▶ **Task objective**: Where the string "query" appears in a line of the data, show that line.

[Region pointing data]
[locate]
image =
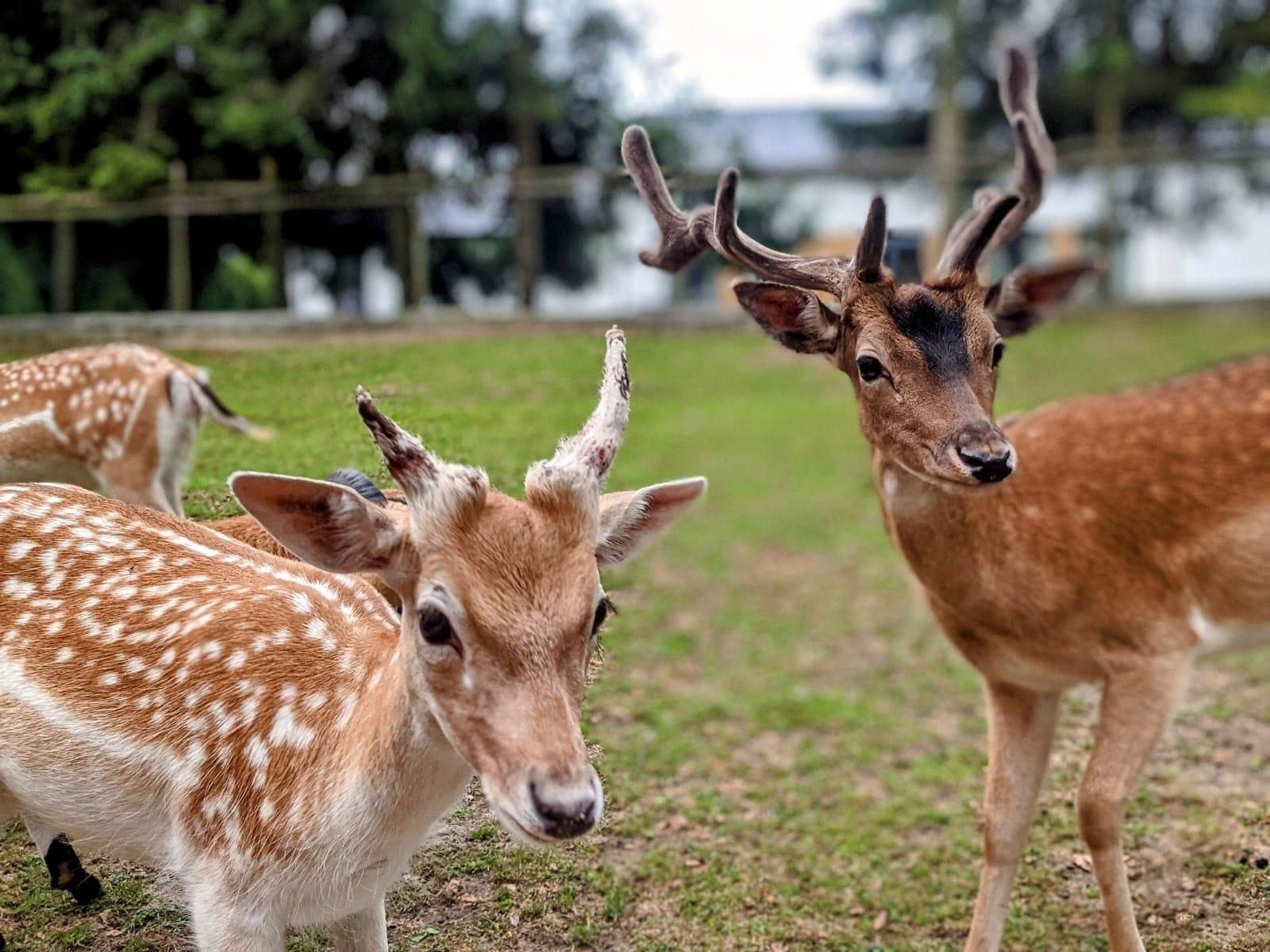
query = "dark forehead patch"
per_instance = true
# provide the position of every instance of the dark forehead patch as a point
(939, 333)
--
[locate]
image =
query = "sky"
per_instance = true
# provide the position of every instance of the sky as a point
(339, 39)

▶ **Expected output**:
query = "dark forehead patch"
query = "sky"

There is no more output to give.